Strip out the pictures and output each remaining line of the data word for word.
(Entries provided Opens)
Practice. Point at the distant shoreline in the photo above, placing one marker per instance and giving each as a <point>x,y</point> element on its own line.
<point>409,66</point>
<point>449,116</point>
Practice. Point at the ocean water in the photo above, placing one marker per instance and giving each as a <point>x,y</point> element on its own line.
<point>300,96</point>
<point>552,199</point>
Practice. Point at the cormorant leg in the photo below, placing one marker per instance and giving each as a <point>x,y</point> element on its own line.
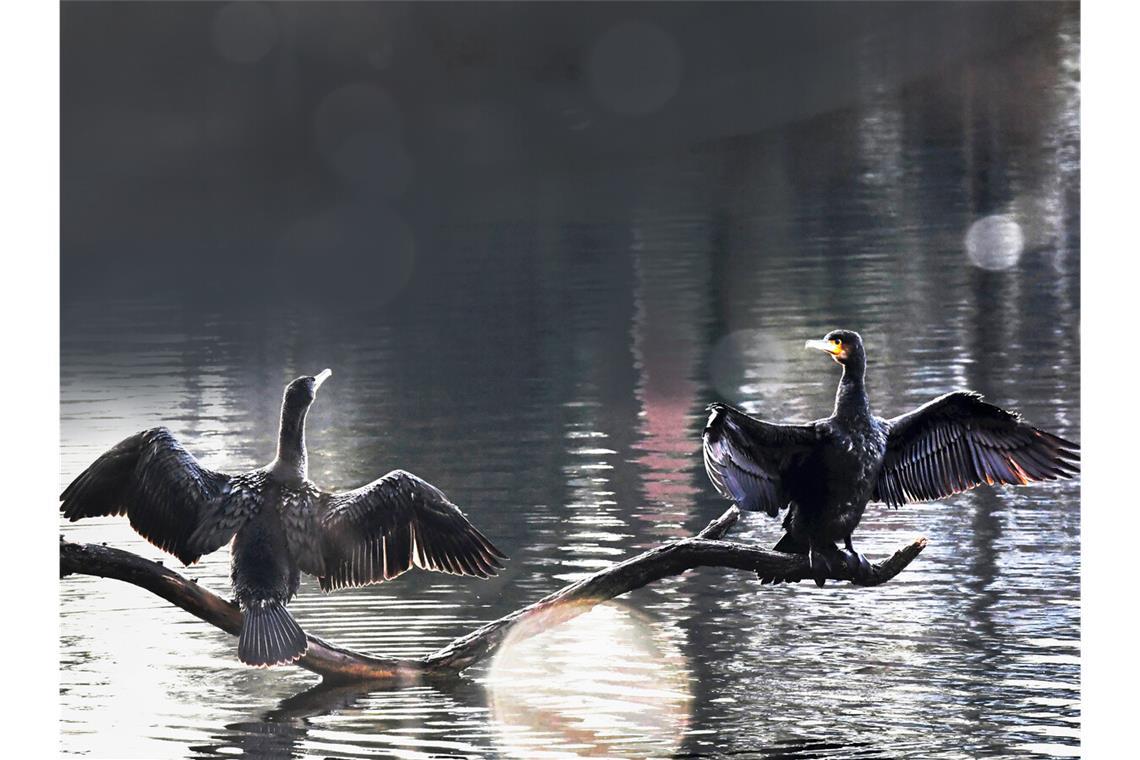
<point>856,563</point>
<point>819,564</point>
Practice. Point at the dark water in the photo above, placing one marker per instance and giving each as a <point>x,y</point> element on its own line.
<point>544,354</point>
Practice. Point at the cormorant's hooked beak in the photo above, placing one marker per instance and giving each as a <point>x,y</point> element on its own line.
<point>828,346</point>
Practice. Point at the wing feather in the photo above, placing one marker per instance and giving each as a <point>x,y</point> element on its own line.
<point>162,489</point>
<point>958,441</point>
<point>381,530</point>
<point>746,457</point>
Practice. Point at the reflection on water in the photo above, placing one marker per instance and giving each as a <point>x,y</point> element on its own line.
<point>607,684</point>
<point>547,365</point>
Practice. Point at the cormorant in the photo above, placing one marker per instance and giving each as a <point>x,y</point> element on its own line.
<point>825,472</point>
<point>281,522</point>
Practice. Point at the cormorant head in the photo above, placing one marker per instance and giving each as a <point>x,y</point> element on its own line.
<point>302,392</point>
<point>845,346</point>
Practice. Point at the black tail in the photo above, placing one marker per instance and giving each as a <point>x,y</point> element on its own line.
<point>269,635</point>
<point>790,545</point>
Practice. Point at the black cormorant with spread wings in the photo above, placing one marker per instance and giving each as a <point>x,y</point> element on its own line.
<point>825,472</point>
<point>281,522</point>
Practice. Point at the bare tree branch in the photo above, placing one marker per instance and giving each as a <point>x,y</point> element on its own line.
<point>334,663</point>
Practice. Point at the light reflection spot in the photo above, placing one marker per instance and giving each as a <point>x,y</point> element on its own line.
<point>994,243</point>
<point>607,683</point>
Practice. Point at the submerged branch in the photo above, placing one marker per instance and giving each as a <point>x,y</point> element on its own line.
<point>334,663</point>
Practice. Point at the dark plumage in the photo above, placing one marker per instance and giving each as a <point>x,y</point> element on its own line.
<point>281,522</point>
<point>825,472</point>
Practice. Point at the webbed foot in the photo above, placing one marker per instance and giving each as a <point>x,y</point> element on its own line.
<point>820,565</point>
<point>858,565</point>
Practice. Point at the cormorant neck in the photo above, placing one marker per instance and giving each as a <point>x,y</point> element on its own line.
<point>291,452</point>
<point>851,397</point>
(Entries provided Closes)
_Solution for this task_:
Practice. Point at the distant shoreline in the photo above, placing one marker per instance and giving each as a <point>x,y</point> element on its own line.
<point>409,66</point>
<point>449,116</point>
Practice. Point at the ocean water in the photo above, placing one marker per instance and giving each as a <point>x,y</point> element on its own line.
<point>300,96</point>
<point>552,199</point>
Practice. Point at the cormorant leg in the photo below, placing one marker per instance and giving each as a <point>x,y</point> element on its own line.
<point>856,563</point>
<point>819,564</point>
Practice. Point at the dark water in the photo above, placing one marker per instance and giving each as a <point>x,y</point> element on its own line.
<point>544,354</point>
Practice. Point at the cormorant's hooked beak in the photo above, placing one marker per instance and giving each as a <point>x,y</point> element on its own line.
<point>828,346</point>
Practice. Point at the wing feather in the photo above, placing one marker per instance and giving each as a <point>x,y</point> element on its own line.
<point>162,489</point>
<point>958,441</point>
<point>381,530</point>
<point>746,457</point>
Practice. Point at the reflection on water in the photo above, placing one marker per instance and giving each as a <point>x,y</point> element on its own line.
<point>607,684</point>
<point>547,365</point>
Practice. Point at the cormorant in the photo above, placing one marker per instance and giving each as a <point>x,y</point> element on its own line.
<point>825,472</point>
<point>281,522</point>
Practice. Point at the cormorant head in the photo above, placing one marker per instance and giving each as a <point>x,y</point> element on its own line.
<point>302,392</point>
<point>845,346</point>
Practice. Point at the black tail in the photo above, placing one marker per instance and giving each as a <point>x,y</point> element on its own line.
<point>269,635</point>
<point>790,545</point>
Practice. Point at the black cormorant with spread wings in the photo above, placing one marker per instance and giving each as a <point>x,y</point> element on its own line.
<point>825,472</point>
<point>281,522</point>
Practice. Point at the bare tree branch in the photo above, placing one marker per instance and giving each as a <point>x,y</point> element on its own line.
<point>334,663</point>
Practice. Point at the light reflection spot in the photo above, placing one marker per instance and giving each as a <point>x,y</point> element on its own line.
<point>994,243</point>
<point>607,683</point>
Practice. Point at the submerged branch in the photo above, placing one marker per instance and giving each as a <point>x,y</point> element on its own line.
<point>334,663</point>
Practice. Point at the dark plumage in the photo above, placing one marker per instance and giving each as a <point>x,y</point> element on its own line.
<point>281,522</point>
<point>825,472</point>
Practice. Point at the webbed foot in the photo above, placing one marker per instance and giving each as a <point>x,y</point> element on its own line.
<point>820,565</point>
<point>858,565</point>
Practice. Point at the cormorant neck in the photo above, placing one marker per instance and giving each as a <point>x,y</point> element on its own line.
<point>291,452</point>
<point>851,397</point>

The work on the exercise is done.